**Page:**
Olympic torch sets sail at start of its voyage to France

The Olympic flame set sail on Saturday on its voyage to France on board the Belem, the Torch Relay reaching its climax at the revolutionary Paris Games opening ceremony along the river Seine on July 26.

Olympic torch sets sail at start of its voyage to France

“The feelings are so exceptional. It’s such an emotion for me”, Tony Estanguet, Paris Olympics chief organiser, told reporters before the departure of the ship from Piraeus.

He hailed the “great coincidence” how the Belem was launched just weeks after the first modern Olympic Games were held in Athens in 1896.

“These games mean a lot. It’s been a centenary since the last time we organised the Olympic games in our country,” he added.

The 19th-century three-masted boat set sail on a calm sea but under cloudy skies.

It was accompanied off the port of Piraeus by the trireme Olympias of the Greek Navy and 25 sailing boats while dozens of people watched behind railings for security reasons.

“We came here so that the children understand that the Olympic ideal was born in Greece. I’m really moved,” Giorgos Kontopoulos, who watched the ship starting its voyage with his two children, told AFP.

On Sunday, the ship will pass from the Corinth Canal — a feat of 19th century engineering constructed with the contribution of French banks and engineers.

‘More responsible Games’ 

The Belem is set to reach Marseille — where a Greek colony was founded in around 600 BCE — on May 8.

Over 1,000 vessels will accompany its approach to the harbour, local officials have said.

French swimmer Florent Manaudou will be the first torch bearer in Marseille. His sister Laure was the second torch bearer in ancient Olympia, where the flame was lit on April 16.

Ten thousand torchbearers will then carry the flame across 64 French territories.

It will travel through more than 450 towns and cities, and dozens of tourist attractions during its 12,000-kilometre (7,500-mile) journey through mainland France and overseas French territories in the Caribbean, Indian Ocean and Pacific.

It will then reach Paris and be the centre piece of the hugely imaginative and new approach to the Games opening ceremony.

Instead of the traditional approach of parading through the athletics stadium at the start of the Games, teams are set to sail down the Seine on a flotilla of boats in front of up to 500,000 spectators, including people watching from nearby buildings.

The torch harks back to the ancient Olympics when a sacred flame burned throughout the Games. The tradition was revived in 1936 for the Berlin Games.

Greece on Friday had handed over the Olympic flame of the 2024 Games, at a ceremony, to Estanguet.

Hellenic Olympic Committee chairman Spyros Capralos handed the torch to Estanguet at the Panathenaic Stadium, where the Olympics were held in 1896.

Estanguet said the goal for Paris was to organise “spectacular but also more responsible Games, which will contribute towards a more inclusive society.”

Organisers want to ensure “the biggest event in the world plays an accelerating role in addressing the crucial questions of our time,” said Estanguet, a member of France’s Athens 2004 Olympics team who won gold in the slalom canoe event.

A duo of French champions, Beijing 2022 ice dance gold medallist Gabriella Papadakis and former swimmer Beatrice Hess, one of the most successful Paralympians in history, carried the flame during the final relay leg into the Panathenaic Stadium.

Nana Mouskouri, the 89-year-old Greek singer with a worldwide following, sang the French and Greek anthems at the ceremony.

**Material provided:**
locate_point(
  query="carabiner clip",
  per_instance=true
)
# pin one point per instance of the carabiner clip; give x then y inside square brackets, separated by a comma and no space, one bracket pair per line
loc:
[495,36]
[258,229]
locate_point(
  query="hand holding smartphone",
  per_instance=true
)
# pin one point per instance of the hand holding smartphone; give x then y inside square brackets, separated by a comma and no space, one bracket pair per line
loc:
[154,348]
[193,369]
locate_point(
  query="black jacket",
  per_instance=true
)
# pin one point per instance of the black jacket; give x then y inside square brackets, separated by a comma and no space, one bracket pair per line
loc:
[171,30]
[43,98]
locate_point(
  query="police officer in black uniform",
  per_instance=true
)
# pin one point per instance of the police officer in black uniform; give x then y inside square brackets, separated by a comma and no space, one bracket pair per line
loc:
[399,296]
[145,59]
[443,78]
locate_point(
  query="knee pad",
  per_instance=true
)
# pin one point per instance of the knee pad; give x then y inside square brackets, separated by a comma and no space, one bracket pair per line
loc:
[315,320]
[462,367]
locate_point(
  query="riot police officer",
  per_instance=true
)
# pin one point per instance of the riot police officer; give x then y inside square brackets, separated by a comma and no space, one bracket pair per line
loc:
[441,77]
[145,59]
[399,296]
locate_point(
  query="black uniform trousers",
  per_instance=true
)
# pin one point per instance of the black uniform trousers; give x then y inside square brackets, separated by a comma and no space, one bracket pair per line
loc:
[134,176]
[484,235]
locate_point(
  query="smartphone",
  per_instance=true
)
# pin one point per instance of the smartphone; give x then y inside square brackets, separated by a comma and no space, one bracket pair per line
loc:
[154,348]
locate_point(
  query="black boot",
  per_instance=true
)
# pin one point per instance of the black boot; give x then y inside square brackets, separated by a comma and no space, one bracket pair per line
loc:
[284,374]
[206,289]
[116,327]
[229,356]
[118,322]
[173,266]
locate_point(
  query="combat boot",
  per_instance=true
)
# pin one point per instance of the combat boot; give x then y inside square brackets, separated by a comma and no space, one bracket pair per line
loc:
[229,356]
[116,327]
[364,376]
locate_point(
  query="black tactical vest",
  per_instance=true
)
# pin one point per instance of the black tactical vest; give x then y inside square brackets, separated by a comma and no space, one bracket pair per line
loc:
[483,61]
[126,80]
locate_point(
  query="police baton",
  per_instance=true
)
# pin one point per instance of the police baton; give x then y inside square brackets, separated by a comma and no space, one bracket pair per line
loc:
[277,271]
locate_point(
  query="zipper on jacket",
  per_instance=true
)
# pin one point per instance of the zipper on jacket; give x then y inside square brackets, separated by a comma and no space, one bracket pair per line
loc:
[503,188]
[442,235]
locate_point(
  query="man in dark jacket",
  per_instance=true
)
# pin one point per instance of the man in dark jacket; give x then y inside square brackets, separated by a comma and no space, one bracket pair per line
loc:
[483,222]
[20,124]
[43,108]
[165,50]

---

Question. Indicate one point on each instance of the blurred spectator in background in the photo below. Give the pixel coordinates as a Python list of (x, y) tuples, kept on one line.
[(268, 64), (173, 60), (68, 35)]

---

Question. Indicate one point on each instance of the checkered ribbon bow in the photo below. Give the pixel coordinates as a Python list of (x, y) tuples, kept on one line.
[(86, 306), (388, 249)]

**Short problem:** Print the passage from the Olympic torch article starting at "French swimmer Florent" and ending at "Ocean and Pacific.". These records were taken from a different source.

**Completed exercise:**
French swimmer Florent Manaudou will be the first torch bearer in Marseille. His sister Laure was the second torch bearer in ancient Olympia, where the flame was lit on April 16.

Ten thousand torchbearers will then carry the flame across 64 French territories.

It will travel through more than 450 towns and cities, and dozens of tourist attractions during its 12,000-kilometre (7,500-mile) journey through mainland France and overseas French territories in the Caribbean, Indian Ocean and Pacific.